TRY IT
Return the whole listing exactly as it stands.

......

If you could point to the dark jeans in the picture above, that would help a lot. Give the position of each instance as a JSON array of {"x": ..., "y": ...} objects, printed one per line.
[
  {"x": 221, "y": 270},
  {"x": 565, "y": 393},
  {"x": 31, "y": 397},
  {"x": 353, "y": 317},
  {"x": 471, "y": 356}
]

......

ANSWER TO THIS EXERCISE
If you could point to the dark jeans in the picture above, that would help a lot. Give the position of each instance as a JSON array of {"x": ..., "y": ...} objects, printed one per line.
[
  {"x": 221, "y": 270},
  {"x": 565, "y": 393},
  {"x": 31, "y": 397},
  {"x": 353, "y": 317},
  {"x": 471, "y": 356}
]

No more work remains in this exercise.